Text passage Block Start
Learn more about the most poached mammal in the world...Do what you can to raise awareness of its plight!
Part of our DNA here at Nyala Safari Lodge is to make guests aware of the plight of some of our most endangered wildlife species. And the MOST endangered of these animals is not the rhino, or the elephant – it’s an animal most have never even heard of – the pangolin.
Although hardly ever seen due to its secretive habits, this amazing little scaly anteater is the world’s most trafficked mammal, with its scales and its flesh highly prized in Asia. Here in South Africa we have the ground pangolin, also known as the Cape or Temminck’s pangolin. There are three other species in Africa – the giant pangolin, long-tailed or black-bellied pangolin and tree or white-bellied pangolin.
The Cape and giant pangolins are ground dwellers whereas the black and white bellied species are arboreal, living and hunting mainly in trees.
All of these amazing little animals live exclusively on a diet of ants, eating millions each week, spending their time foraging for ant nests, digging these up and mopping up the insects with an incredibly long, sticky tongue that’s actually longer than its body!
Text passage Block End
Data for analysis Block Start
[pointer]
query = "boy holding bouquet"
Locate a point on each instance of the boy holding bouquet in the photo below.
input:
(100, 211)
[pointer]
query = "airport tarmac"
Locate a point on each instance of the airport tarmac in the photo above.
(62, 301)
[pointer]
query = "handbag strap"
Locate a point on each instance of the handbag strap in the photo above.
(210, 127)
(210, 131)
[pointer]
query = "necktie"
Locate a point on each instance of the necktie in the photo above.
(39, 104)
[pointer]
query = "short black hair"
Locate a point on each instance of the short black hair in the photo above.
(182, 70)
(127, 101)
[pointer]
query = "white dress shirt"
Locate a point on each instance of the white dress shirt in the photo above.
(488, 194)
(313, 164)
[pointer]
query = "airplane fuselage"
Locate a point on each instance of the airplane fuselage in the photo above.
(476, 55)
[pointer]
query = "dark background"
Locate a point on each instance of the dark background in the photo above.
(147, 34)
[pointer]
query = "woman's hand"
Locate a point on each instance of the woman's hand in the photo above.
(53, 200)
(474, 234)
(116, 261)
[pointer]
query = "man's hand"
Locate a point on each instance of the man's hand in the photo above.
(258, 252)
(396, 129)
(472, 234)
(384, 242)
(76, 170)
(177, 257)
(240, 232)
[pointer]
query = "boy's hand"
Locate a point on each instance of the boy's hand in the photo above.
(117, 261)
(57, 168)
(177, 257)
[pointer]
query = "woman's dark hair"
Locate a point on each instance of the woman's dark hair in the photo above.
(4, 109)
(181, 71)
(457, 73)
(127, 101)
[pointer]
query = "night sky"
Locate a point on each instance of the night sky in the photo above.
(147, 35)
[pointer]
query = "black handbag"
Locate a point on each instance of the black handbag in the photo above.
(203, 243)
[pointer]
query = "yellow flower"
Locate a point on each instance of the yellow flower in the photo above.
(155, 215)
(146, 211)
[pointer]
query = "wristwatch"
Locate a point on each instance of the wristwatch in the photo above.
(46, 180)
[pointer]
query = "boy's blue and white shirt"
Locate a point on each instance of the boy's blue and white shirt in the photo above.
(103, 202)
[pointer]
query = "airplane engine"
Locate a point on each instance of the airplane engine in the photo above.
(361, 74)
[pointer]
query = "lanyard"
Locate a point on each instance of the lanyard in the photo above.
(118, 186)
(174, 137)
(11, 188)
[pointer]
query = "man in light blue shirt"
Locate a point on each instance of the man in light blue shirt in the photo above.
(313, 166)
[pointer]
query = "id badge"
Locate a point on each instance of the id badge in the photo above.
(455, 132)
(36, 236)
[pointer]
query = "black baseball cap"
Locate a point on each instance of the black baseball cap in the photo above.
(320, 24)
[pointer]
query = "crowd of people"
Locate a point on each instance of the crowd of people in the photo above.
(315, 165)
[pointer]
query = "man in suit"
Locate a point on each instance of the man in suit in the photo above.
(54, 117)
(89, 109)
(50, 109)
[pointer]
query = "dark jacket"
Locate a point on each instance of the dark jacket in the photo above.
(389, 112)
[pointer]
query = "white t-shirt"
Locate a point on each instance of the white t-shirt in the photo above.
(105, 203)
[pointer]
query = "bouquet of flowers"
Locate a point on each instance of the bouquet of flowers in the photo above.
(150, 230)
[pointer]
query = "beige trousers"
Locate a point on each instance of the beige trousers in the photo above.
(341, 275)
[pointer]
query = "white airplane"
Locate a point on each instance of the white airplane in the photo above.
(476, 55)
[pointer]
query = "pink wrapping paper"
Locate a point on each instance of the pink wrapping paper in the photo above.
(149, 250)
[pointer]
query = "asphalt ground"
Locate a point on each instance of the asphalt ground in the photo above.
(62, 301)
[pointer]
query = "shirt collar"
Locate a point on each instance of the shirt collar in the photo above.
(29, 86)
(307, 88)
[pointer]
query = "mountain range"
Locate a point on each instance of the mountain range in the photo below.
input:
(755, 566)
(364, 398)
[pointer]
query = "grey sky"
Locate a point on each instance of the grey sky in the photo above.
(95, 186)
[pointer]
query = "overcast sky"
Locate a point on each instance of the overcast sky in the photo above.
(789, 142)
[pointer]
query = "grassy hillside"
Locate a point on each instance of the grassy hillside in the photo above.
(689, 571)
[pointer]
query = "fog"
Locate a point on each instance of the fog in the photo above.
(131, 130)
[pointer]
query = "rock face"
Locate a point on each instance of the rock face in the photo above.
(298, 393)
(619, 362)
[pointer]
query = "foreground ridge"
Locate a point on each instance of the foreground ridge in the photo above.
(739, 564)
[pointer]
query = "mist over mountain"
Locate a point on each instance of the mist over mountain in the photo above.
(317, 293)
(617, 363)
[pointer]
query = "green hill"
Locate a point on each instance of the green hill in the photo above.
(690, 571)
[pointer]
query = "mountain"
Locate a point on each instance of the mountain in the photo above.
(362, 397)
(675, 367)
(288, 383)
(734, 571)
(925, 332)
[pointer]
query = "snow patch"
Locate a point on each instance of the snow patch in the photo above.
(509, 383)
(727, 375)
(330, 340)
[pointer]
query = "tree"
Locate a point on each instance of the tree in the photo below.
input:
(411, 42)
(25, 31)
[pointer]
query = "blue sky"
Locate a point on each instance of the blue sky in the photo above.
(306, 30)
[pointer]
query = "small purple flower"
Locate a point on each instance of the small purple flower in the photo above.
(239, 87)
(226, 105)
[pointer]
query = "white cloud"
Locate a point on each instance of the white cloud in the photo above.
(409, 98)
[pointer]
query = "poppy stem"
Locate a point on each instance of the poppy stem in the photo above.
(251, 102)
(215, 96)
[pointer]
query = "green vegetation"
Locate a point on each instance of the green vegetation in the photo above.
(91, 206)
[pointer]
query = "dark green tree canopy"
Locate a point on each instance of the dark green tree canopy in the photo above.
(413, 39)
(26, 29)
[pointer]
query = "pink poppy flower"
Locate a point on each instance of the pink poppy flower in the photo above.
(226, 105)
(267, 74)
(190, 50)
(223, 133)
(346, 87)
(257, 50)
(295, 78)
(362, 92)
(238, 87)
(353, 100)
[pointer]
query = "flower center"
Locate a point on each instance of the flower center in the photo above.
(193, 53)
Data for analysis Block End
Data for analysis Block Start
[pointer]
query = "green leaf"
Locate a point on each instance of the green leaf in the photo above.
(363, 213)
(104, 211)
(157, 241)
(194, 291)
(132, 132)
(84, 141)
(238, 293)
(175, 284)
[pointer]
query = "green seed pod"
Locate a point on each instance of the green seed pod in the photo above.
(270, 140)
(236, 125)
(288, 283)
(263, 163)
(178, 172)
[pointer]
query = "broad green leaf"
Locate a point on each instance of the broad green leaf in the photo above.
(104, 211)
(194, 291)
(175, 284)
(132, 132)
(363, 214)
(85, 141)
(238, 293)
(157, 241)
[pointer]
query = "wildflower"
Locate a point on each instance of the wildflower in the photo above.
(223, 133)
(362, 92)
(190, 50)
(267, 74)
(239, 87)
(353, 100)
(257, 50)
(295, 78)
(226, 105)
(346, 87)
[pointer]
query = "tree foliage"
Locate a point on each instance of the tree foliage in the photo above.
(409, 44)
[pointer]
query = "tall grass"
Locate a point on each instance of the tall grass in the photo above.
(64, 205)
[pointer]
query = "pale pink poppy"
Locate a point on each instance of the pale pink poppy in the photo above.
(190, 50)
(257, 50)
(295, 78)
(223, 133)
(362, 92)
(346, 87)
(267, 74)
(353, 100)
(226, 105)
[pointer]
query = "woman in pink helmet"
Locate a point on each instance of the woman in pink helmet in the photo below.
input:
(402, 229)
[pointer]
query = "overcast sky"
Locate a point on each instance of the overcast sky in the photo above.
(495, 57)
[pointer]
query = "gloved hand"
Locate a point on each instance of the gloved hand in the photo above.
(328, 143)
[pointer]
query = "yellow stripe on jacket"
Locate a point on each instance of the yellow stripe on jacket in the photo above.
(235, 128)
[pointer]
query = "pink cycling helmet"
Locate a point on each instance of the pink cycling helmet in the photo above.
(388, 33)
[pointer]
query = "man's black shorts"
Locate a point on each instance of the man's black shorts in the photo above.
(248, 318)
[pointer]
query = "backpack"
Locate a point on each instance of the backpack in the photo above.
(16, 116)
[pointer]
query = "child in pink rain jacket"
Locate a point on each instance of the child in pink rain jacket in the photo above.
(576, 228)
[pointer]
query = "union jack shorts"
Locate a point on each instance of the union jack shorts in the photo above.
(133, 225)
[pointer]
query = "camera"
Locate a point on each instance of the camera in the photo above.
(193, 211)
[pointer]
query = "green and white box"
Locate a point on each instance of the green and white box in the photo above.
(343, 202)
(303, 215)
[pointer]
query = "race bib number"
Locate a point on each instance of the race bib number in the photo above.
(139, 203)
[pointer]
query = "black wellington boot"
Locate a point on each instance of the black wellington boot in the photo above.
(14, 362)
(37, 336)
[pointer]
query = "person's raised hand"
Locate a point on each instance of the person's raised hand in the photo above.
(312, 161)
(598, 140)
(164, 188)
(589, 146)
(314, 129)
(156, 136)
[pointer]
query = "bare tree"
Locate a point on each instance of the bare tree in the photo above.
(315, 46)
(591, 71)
Data for analysis Block End
Data for analysis Block Start
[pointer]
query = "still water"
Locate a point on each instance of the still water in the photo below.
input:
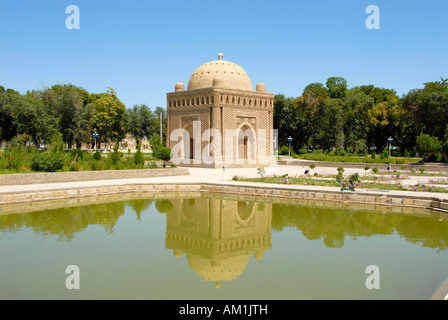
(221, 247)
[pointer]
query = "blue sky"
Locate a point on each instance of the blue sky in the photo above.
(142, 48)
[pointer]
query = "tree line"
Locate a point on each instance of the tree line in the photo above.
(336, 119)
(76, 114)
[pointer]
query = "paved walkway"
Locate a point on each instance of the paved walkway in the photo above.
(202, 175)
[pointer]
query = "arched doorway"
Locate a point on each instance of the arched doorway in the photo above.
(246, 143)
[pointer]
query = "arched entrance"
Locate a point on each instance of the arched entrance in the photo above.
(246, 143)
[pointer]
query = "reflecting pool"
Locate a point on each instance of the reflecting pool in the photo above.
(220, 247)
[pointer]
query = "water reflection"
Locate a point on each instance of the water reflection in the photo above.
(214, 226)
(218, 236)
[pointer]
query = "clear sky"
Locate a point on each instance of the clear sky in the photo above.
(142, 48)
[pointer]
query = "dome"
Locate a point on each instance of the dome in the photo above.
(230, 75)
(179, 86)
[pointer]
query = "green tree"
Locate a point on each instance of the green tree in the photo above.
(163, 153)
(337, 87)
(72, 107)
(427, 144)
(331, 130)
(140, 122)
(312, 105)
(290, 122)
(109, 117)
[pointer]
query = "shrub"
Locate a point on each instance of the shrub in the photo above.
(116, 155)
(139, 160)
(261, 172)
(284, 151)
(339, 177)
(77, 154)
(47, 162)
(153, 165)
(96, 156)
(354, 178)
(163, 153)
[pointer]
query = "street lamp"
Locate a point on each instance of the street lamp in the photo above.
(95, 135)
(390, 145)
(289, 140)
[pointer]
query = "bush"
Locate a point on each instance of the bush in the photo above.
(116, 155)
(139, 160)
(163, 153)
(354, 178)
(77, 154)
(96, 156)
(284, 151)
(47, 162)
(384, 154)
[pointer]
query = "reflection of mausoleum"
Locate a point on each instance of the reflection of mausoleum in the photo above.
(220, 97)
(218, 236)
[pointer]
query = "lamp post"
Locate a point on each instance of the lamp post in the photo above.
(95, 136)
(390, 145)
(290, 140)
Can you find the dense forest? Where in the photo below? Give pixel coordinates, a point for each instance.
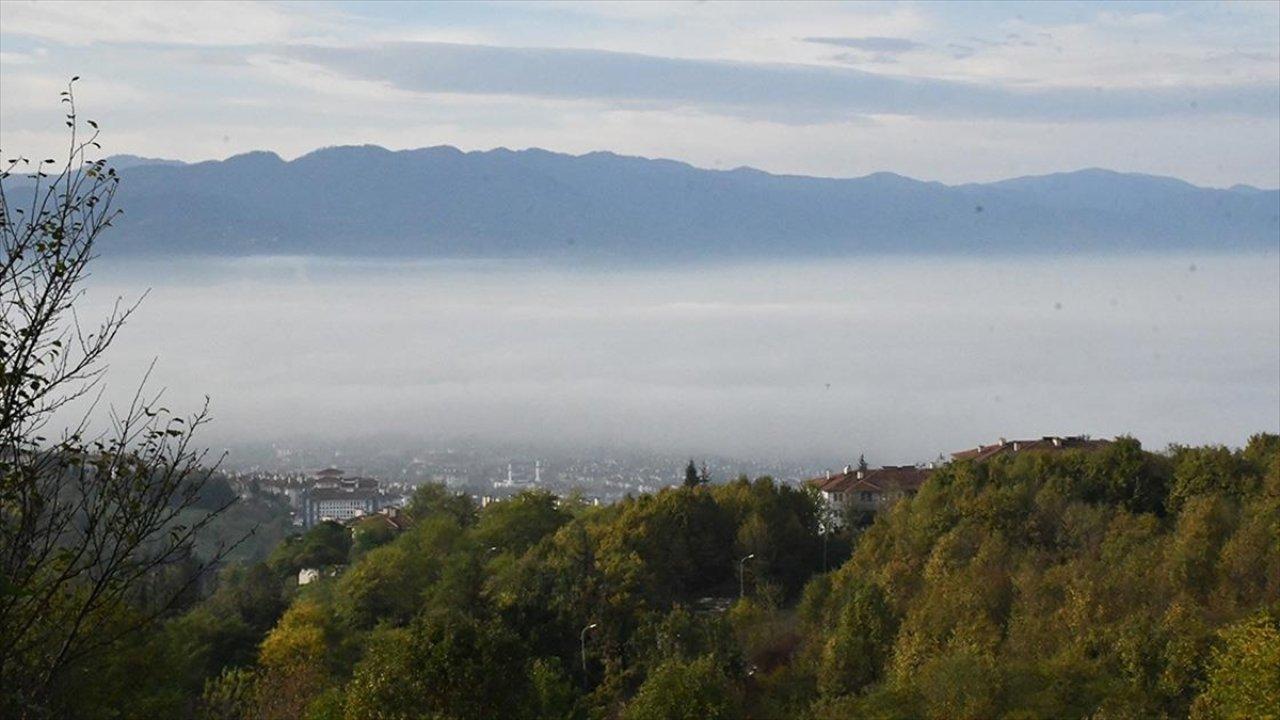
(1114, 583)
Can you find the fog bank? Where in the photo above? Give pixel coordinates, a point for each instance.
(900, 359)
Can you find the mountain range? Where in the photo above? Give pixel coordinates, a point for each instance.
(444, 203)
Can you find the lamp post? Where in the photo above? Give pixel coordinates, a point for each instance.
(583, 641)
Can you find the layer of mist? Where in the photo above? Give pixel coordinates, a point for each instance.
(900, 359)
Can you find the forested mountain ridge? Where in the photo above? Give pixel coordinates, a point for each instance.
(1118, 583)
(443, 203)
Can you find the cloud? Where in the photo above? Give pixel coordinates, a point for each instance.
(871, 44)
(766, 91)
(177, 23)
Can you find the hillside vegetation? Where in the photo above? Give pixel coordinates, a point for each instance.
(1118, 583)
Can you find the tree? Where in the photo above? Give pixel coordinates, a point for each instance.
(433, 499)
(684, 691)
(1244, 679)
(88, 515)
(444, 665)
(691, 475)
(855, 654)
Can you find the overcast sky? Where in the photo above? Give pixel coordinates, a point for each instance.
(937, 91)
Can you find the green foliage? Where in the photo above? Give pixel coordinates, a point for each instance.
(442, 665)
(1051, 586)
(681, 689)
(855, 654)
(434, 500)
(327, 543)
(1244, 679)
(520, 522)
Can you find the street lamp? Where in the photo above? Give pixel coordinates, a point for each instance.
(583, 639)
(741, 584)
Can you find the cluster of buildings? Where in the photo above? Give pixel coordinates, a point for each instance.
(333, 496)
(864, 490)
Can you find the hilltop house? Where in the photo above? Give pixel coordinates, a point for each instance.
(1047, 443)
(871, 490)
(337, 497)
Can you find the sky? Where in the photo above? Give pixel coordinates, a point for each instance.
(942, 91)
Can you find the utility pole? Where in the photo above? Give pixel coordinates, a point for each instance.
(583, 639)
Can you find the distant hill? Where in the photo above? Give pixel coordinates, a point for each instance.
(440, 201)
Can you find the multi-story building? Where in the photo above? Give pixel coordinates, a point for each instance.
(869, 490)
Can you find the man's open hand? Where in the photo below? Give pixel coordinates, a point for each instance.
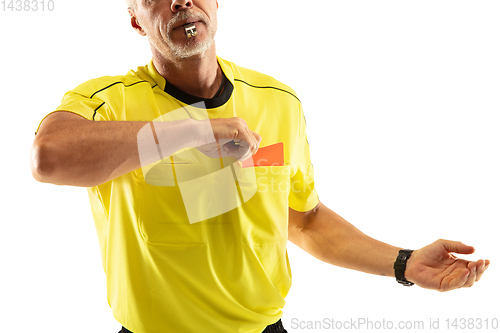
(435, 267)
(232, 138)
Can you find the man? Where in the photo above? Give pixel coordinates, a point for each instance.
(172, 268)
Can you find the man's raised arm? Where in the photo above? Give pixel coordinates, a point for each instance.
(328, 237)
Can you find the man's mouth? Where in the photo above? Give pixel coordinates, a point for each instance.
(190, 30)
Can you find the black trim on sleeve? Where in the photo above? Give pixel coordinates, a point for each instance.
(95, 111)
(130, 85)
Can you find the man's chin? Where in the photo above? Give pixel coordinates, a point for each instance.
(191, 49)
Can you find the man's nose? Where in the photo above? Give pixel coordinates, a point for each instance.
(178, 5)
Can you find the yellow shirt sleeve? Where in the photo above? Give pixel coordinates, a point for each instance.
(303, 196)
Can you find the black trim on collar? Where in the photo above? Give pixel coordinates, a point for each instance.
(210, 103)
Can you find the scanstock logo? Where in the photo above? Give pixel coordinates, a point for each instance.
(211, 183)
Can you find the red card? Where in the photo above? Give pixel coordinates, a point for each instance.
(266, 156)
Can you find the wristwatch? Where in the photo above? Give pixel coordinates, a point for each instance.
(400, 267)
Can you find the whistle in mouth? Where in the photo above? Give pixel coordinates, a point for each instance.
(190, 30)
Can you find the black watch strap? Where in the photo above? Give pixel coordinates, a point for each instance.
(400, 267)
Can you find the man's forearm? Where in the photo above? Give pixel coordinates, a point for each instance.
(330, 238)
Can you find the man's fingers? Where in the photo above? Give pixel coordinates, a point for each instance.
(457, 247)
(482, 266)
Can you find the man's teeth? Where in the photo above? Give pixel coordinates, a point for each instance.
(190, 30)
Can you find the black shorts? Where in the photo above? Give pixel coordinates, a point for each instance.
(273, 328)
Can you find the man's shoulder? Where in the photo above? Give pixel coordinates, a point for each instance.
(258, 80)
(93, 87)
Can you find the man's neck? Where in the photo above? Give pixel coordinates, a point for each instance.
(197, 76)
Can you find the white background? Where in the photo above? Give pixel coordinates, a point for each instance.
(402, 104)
Data for analysis Block End
-- Description of the task --
Answer from the text on pangolins above.
(a) Which pangolin species occurs in South Africa?
(b) Which African pangolin species live and hunt mainly in trees?
(c) What is the only food in the diet of these animals?

-- Result of the exercise --
(a) The ground pangolin, also known as the Cape or Temminck's pangolin.
(b) The long-tailed or black-bellied pangolin and the tree or white-bellied pangolin.
(c) Ants.